→ **Records for this exercise**
○ ○ ○ ○ ○ ○ ○

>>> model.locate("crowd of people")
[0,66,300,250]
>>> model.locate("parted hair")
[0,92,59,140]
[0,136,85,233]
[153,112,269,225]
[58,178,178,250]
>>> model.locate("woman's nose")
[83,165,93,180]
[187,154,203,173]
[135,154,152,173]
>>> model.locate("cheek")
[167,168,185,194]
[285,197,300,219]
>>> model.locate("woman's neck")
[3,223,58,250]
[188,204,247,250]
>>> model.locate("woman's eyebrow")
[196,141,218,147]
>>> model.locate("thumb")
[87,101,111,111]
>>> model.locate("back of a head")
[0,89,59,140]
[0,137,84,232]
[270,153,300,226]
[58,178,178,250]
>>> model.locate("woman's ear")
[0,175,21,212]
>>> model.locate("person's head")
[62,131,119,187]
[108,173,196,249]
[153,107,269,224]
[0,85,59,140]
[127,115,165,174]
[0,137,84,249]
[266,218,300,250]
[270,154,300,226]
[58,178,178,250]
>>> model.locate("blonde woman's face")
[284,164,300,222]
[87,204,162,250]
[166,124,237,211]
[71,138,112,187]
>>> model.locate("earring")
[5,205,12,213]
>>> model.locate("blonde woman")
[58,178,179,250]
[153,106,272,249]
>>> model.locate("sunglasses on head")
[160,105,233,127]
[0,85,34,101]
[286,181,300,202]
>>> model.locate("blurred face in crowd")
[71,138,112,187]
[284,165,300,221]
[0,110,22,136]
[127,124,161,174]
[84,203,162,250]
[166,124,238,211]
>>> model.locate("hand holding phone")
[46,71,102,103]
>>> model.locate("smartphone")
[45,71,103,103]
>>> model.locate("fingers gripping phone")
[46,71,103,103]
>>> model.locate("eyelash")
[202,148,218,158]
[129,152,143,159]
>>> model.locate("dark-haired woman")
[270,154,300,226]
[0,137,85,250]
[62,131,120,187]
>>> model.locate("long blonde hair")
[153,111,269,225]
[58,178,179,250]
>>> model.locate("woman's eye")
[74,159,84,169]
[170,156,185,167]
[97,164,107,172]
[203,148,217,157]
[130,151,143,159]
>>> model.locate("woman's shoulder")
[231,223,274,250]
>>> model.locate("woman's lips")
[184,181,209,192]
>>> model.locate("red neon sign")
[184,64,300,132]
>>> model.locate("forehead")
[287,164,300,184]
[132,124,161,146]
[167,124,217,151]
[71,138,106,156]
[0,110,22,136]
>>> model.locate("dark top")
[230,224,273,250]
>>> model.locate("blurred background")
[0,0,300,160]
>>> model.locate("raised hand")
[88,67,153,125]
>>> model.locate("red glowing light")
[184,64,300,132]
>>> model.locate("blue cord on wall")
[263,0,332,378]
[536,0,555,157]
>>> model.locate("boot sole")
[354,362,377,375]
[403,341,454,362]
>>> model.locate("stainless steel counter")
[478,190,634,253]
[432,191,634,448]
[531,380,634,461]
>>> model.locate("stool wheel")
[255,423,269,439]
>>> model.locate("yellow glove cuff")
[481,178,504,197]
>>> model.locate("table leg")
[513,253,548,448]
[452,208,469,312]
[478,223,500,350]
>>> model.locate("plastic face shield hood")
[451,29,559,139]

○ ○ ○ ○ ○ ○ ○

→ **Exercise prompt**
Rewrite all of the entries above, swapping every "blurred" for "out-of-focus" and keeping everything else unchanged.

→ **Result of the task**
>>> model.locate("crowd of people")
[0,66,300,250]
>>> model.locate("parted hair")
[0,92,59,140]
[0,136,85,233]
[153,112,269,225]
[58,178,178,250]
>>> model.locate("woman's nose")
[83,165,93,180]
[187,154,203,173]
[135,154,152,173]
>>> model.locate("cheek")
[167,168,185,194]
[285,197,300,219]
>>> model.locate("woman's neck")
[3,223,58,250]
[188,204,247,250]
>>> model.locate("woman's eyebrow")
[196,141,218,147]
>>> model.locate("thumb")
[87,101,111,111]
>>> model.locate("back of a head")
[0,89,59,140]
[0,137,84,232]
[270,153,300,226]
[58,178,178,250]
>>> model.locate("woman's ear")
[0,175,21,212]
>>> model.locate("person's head")
[62,131,119,187]
[108,173,196,249]
[153,107,269,224]
[0,85,59,140]
[127,115,165,174]
[0,137,84,249]
[266,218,300,250]
[270,154,300,226]
[58,178,178,250]
>>> model.locate("blonde woman's face")
[284,164,300,222]
[87,204,162,250]
[166,124,237,211]
[71,138,112,187]
>>> model.locate("earring")
[5,205,12,213]
>>> model.locate("blonde woman")
[58,178,179,250]
[153,106,272,249]
>>> model.locate("sunglasses on head")
[160,105,233,127]
[0,85,34,101]
[286,181,300,202]
>>> model.locate("out-of-focus face in crowd")
[71,138,112,187]
[284,165,300,221]
[0,110,22,136]
[127,124,161,174]
[84,203,162,250]
[166,124,238,211]
>>> model.locate("hand holding phone")
[46,71,102,103]
>>> model.locate("smartphone")
[45,71,103,103]
>>> model.locate("fingers gripping phone")
[46,71,103,103]
>>> model.locate("eyelash")
[202,148,218,158]
[129,152,143,159]
>>> model.locate("dark-haired woman")
[270,154,300,226]
[0,137,85,250]
[62,131,120,187]
>>> model.locate("long blonde hair")
[153,111,269,225]
[58,178,179,250]
>>> model.locate("woman's eye")
[74,159,84,169]
[170,156,185,167]
[97,164,107,172]
[203,148,217,157]
[130,151,143,159]
>>> model.locate("woman's shoulder")
[231,223,274,250]
>>> model.locate("woman's lips")
[184,181,209,192]
>>> model.locate("red neon sign")
[184,64,300,132]
>>> model.locate("forehead")
[287,164,300,184]
[132,124,161,146]
[167,124,217,151]
[71,138,106,156]
[0,110,22,136]
>>> model.locate("dark top")
[230,224,273,250]
>>> model.locate("out-of-focus background")
[0,0,300,160]
>>> model.locate("raised hand")
[88,67,153,125]
>>> model.locate("red glowing light")
[184,64,300,132]
>>> model.locate("blue cord on wall")
[263,0,332,378]
[536,0,555,157]
>>> model.locate("boot sole")
[354,362,377,375]
[403,341,454,362]
>>> model.locate("stainless steel counter")
[478,190,634,253]
[432,191,634,448]
[531,380,634,461]
>>> model.locate("stool wheel")
[255,423,269,439]
>>> model.locate("yellow glove cuff")
[481,178,504,197]
>>> model.locate("table leg")
[513,253,548,448]
[452,208,469,312]
[478,223,500,350]
>>> model.locate("plastic face shield hood")
[451,29,559,139]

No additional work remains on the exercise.